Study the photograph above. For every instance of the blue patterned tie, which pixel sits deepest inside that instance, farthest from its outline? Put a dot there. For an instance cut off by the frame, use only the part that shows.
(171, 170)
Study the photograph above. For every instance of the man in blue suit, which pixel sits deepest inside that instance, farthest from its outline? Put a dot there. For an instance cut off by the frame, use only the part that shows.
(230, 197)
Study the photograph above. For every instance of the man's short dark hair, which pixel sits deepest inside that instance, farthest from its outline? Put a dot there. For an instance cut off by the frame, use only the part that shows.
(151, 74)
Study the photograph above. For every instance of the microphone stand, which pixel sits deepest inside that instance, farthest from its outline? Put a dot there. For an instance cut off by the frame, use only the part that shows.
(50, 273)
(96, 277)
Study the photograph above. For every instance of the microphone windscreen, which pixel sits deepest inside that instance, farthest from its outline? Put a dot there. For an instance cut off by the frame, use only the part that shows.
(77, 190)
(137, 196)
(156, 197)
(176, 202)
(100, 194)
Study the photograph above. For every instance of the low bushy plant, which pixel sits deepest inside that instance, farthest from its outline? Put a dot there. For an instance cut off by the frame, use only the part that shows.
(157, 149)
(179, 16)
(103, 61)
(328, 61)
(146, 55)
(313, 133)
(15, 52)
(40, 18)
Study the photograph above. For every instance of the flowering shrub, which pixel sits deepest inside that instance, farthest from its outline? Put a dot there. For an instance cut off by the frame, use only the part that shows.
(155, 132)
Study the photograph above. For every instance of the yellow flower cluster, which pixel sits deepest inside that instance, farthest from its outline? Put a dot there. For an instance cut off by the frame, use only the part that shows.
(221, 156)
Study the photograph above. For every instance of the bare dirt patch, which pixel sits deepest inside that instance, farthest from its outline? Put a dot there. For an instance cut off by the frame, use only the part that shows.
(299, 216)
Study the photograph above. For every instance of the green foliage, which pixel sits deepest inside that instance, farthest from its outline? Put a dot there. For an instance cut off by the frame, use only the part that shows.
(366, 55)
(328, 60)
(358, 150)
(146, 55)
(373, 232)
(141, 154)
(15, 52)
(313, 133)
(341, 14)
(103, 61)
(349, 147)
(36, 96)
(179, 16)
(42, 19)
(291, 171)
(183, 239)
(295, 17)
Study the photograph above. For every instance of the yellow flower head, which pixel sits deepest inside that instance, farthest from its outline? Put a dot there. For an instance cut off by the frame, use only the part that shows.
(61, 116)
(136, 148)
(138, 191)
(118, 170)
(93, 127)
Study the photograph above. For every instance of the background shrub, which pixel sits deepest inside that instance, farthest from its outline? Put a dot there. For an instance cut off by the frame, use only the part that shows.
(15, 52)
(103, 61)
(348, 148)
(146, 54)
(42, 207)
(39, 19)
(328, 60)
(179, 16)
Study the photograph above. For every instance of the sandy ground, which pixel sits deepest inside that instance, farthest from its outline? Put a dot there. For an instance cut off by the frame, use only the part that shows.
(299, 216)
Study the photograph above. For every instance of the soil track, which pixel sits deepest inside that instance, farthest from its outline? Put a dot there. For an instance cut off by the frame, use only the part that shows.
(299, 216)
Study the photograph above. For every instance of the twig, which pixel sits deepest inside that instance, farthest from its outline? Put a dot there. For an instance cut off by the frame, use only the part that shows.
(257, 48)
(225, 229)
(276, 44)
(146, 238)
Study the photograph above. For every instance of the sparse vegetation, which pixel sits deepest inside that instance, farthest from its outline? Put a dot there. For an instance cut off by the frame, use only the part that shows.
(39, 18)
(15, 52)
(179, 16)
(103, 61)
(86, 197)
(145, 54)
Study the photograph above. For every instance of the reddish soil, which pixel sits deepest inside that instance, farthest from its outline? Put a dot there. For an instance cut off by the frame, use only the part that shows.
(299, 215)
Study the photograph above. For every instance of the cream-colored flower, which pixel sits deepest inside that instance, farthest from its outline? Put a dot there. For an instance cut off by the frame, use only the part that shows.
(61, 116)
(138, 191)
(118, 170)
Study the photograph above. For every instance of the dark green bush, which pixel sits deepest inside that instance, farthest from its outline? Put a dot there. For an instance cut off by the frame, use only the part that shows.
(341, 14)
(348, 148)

Given exercise -
Copy all the entries verbatim.

The reply -
Study the photograph above. For every instance of the blue patterned tie, which pixel sits deepest inside that instance, farthest from its outline? Put a dot there. For an instance cut off by the frame, use only the part that shows.
(171, 170)
Study the photograph above. For every instance of the man in blue suit, which pixel sits deepest inside that instance, farthest from its outline? Put a dot there. For an instance cut off by the frame, use only the part that shows.
(230, 197)
Study the photograph above. For every instance of the man's short dark hair, which pixel sits deepest inside that instance, farthest from its outline? Put a dot there. For an instance cut off by the frame, use only the part that shows.
(151, 74)
Study the photograph above. For every instance of the microphone stand, which pixel sits deepest inside that instance, farthest from its outline? Put a dot there. For an instance cut off by the frame, use only the part that shows.
(50, 273)
(96, 277)
Study the photograph above. For every instance of the microphone windscreen, which pixel sits deepest inside that instance, farthest from its outline? Put a dot there. For an instance cut off by the frame, use only the part that shows.
(77, 190)
(137, 196)
(156, 197)
(176, 202)
(100, 194)
Study the photograph above. For every instance of the low bushy plant, which pixel sits deepest inside that instance, farthest from its outline? Put a dot there. For an instance cut off by the frame, use only the part that shows.
(157, 149)
(179, 16)
(103, 61)
(328, 61)
(146, 55)
(313, 133)
(15, 52)
(40, 18)
Study the photograph above. For every instance of the flowering shrub, which pixel sits deepest inside that instance, farthest from its outline? Put a dot there. For an instance cut off by the frame, use only the part that shows.
(155, 132)
Study the photograph above. For every instance of the yellow flower cluster, which pixel sits deepest inside that instance, farthest from its outline? Put a dot there. For an instance cut off by the frame, use only the part that shows.
(221, 156)
Study the photograph above. For every instance of the bare dirt patch, which pixel sits deepest inside that instance, farthest from its outline? Put a dot there. For an instance cut off by the frame, use only the part that shows.
(299, 216)
Study the photograph above. For every instance of the green foliage, which pixel sits deepest inside that instance, farthest from its outline? Put a dot there. For an instance cut off by the frame, use only the part that shows.
(366, 55)
(328, 60)
(358, 150)
(146, 55)
(373, 232)
(141, 154)
(15, 52)
(313, 133)
(341, 14)
(103, 61)
(349, 147)
(36, 96)
(179, 16)
(42, 19)
(291, 171)
(183, 239)
(295, 17)
Study the photograph above. For every instance of the yellow flower head, which pixel sits deepest inside that instance, farthest from its outline? Put a dot there. For an instance cut off by the frame, use only the part that shows.
(61, 116)
(136, 148)
(138, 191)
(118, 170)
(93, 127)
Study the photograph above. For every instance of the background shrub, which pixel sits deepest inside that instance, farthest from its outline? Put a dot there. For an instance cut off by the frame, use only the part that shows.
(15, 52)
(103, 61)
(348, 148)
(146, 54)
(42, 207)
(39, 19)
(328, 60)
(179, 16)
Study the photograph above. For every instance of the sandy ground, which pixel sits deepest inside that instance, farthest from its outline? Put a dot there. For an instance cut off by the frame, use only the part that shows.
(299, 216)
Study the photograph above. For every instance of the soil track, which pixel sits deepest inside that instance, farthest from its outline? Put a dot there. For an instance cut off by the frame, use only the part that shows.
(299, 216)
Study the photograph above. For every instance of the twig, which pixel sits deepest inside that instance, farthest from its outline? Put a dot there. For an instance cut off by the frame, use only the part that shows.
(257, 48)
(225, 229)
(276, 44)
(146, 238)
Study the photograph above. For every instance of the sparse vegetation, which pixel sits deepest inside that instance, farthest from its outline? Put a dot there. For an instance cut off by the frame, use only the part that shows.
(39, 18)
(15, 52)
(179, 16)
(103, 61)
(86, 197)
(145, 54)
Study the photograph above. For every instance of the reddish soil, which pixel sits deepest inside that instance, farthest from its outline? Put a dot there. For an instance cut off by the frame, use only the part that shows.
(299, 215)
Study the photograph above. For every instance of the cream-colored flower, which pixel sits deepest inside that instance, farthest from its outline? Put a dot there. For an instance cut off by the frame, use only the part that shows.
(61, 116)
(138, 191)
(118, 170)
Study the photograph above. For every instance of the dark green bush, which pixel sits deepest inside that instance, farthest from its outline? Put a dot there. For an instance cut off by the frame, use only the part that shows.
(341, 14)
(348, 148)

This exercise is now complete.